What to work on → Copy out the entire forum thread about the Solaris master/media server word for word, from its title through the final reply.

═════ Supplied text ═════

Solved: Solaris Master/Media Server

hanskniep · ‎02-05-2015

Hello,

Have a Solaris master/media server with 4 CPUs (1500Mhz) and 32 GB of RAM that I inherited running NBU 6.5. I am only able to run 45 streams at a time. When I try to raise this limit, all the jobs fail with resource errors. I want to have the O/S team monitor the server, but unsure on specifically what to have them look at.

I know NBU 6.5 is EOSL, but can't upgrade 'till we are sure the hardware is sufficient. So, need help to see how many clients this shuld support and how to hav the OS team help me.

Thanks,

Genericus · ‎02-06-2015

Review the links Marianne has provided. Each child process uses resources. You need to make sure you have configured your server and NetBackup properly.

Check your default Project, or your NetBackup Project - what are the settings?

Check /etc/system - you may have settings there as well.

I have a solaris master and I have well over 200 jobs active with no issues.

But I have more memory and I am more up to date. I also write to a 990 - and that data flies!

NetBackup 9.1.0.1 on Solaris 11, writing to Data Domain 9800 7.7.4.0
duplicating via SLP to LTO5 & LTO8 in SL8500 via ACSLS

View solution in original post

Yasuhisa_Ishika · ‎02-05-2015

Maximun number of concurrent jobs which the master server can handle depends on various factors. But in my experience, SPARC Solaris server with less core and less memory can handle more jobs. You should firest identify which type of resource is running short by lokking into job details, bperror, and debug logs.

═════ Records supplied ═════

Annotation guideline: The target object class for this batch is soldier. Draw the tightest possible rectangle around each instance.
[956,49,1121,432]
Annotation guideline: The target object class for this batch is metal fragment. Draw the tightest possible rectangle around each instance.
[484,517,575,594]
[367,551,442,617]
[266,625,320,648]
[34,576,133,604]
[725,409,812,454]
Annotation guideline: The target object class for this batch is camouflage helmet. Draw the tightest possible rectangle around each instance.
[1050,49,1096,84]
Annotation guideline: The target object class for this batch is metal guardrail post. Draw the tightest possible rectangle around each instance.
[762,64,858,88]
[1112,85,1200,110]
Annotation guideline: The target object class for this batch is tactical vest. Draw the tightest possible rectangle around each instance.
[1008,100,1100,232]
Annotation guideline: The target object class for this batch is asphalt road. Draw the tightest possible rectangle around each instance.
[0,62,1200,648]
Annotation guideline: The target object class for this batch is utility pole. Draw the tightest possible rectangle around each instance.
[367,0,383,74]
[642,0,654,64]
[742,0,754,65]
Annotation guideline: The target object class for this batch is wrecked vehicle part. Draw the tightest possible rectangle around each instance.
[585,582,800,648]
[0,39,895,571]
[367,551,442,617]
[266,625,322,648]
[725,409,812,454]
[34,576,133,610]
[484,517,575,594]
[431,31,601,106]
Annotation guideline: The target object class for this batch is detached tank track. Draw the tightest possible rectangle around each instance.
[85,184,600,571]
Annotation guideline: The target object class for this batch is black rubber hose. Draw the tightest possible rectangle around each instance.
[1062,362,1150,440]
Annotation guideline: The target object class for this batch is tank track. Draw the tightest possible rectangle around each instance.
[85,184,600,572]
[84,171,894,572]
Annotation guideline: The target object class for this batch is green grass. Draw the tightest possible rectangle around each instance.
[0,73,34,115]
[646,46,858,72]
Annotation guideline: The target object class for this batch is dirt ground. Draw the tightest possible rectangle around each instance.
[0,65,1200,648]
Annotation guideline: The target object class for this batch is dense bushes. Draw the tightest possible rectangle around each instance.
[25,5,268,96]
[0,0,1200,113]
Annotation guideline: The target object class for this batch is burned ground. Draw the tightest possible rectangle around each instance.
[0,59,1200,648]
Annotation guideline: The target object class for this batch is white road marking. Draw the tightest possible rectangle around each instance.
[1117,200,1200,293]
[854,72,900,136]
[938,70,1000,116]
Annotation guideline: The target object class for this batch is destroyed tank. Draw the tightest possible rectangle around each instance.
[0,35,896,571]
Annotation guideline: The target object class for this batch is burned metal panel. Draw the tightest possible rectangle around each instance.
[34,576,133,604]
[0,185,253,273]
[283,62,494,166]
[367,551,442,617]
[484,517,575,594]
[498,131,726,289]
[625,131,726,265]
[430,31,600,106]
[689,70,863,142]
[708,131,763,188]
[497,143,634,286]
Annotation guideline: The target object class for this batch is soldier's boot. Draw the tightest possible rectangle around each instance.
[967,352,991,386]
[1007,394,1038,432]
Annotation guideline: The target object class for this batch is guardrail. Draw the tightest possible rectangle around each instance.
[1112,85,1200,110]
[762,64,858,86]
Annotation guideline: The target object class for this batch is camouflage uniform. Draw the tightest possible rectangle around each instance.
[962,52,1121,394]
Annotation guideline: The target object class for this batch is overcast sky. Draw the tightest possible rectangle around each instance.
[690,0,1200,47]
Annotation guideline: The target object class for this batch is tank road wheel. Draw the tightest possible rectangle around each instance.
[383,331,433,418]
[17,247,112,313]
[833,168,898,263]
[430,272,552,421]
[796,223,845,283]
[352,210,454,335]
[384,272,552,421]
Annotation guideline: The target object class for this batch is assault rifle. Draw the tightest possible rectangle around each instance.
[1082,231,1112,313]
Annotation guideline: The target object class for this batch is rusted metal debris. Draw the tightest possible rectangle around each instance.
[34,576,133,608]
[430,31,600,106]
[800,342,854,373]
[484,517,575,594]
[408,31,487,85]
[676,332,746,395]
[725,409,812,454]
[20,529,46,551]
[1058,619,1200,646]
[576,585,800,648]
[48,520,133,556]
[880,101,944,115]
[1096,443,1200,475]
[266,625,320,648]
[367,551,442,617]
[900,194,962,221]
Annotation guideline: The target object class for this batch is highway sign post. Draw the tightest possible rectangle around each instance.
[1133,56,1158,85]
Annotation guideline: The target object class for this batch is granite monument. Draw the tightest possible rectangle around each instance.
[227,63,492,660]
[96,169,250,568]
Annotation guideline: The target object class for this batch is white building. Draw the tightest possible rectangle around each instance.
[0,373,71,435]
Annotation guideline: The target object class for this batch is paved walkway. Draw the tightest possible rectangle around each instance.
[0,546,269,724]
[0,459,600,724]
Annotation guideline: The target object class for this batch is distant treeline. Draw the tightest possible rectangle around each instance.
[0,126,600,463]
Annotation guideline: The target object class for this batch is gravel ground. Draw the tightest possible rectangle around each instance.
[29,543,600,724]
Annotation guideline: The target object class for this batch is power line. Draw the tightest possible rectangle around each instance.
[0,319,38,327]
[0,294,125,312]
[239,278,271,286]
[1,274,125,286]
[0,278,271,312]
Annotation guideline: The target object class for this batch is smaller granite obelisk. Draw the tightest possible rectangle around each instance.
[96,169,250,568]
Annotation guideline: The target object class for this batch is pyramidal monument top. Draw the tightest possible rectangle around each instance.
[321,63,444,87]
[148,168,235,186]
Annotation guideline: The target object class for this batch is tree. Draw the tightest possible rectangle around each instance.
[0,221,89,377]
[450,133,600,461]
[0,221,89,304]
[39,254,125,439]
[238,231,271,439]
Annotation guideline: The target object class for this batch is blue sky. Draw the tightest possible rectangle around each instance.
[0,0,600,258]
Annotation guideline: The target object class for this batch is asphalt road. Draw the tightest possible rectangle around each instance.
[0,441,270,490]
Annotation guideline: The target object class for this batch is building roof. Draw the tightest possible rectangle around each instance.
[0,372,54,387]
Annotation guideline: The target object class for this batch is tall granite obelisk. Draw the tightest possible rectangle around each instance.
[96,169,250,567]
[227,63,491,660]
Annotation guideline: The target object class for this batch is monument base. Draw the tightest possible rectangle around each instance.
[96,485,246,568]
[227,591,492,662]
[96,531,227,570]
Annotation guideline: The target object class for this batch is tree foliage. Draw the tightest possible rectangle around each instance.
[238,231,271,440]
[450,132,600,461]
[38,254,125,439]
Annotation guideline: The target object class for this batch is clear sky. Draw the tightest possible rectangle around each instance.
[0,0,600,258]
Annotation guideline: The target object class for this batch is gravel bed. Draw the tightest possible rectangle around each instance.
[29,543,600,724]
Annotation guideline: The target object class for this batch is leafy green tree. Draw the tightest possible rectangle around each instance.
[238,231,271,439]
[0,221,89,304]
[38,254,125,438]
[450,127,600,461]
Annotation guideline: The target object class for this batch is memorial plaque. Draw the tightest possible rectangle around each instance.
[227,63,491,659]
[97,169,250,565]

═════

Finished task →
Solved: Solaris Master/Media Server

hanskniep · ‎02-05-2015

Hello,

Have a Solaris master/media server with 4 CPUs (1500Mhz) and 32 GB of RAM that I inherited running NBU 6.5. I am only able to run 45 streams at a time. When I try to raise this limit, all the jobs fail with resource errors. I want to have the O/S team monitor the server, but unsure on specifically what to have them look at.

I know NBU 6.5 is EOSL, but can't upgrade 'till we are sure the hardware is sufficient. So, need help to see how many clients this shuld support and how to hav the OS team help me.

Thanks,

Genericus · ‎02-06-2015

Review the links Marianne has provided. Each child process uses resources. You need to make sure you have configured your server and NetBackup properly.

Check your default Project, or your NetBackup Project - what are the settings?

Check /etc/system - you may have settings there as well.

I have a solaris master and I have well over 200 jobs active with no issues.

But I have more memory and I am more up to date. I also write to a 990 - and that data flies!

NetBackup 9.1.0.1 on Solaris 11, writing to Data Domain 9800 7.7.4.0
duplicating via SLP to LTO5 & LTO8 in SL8500 via ACSLS

View solution in original post

Yasuhisa_Ishika · ‎02-05-2015

Maximun number of concurrent jobs which the master server can handle depends on various factors. But in my experience, SPARC Solaris server with less core and less memory can handle more jobs. You should firest identify which type of resource is running short by lokking into job details, bperror, and debug logs.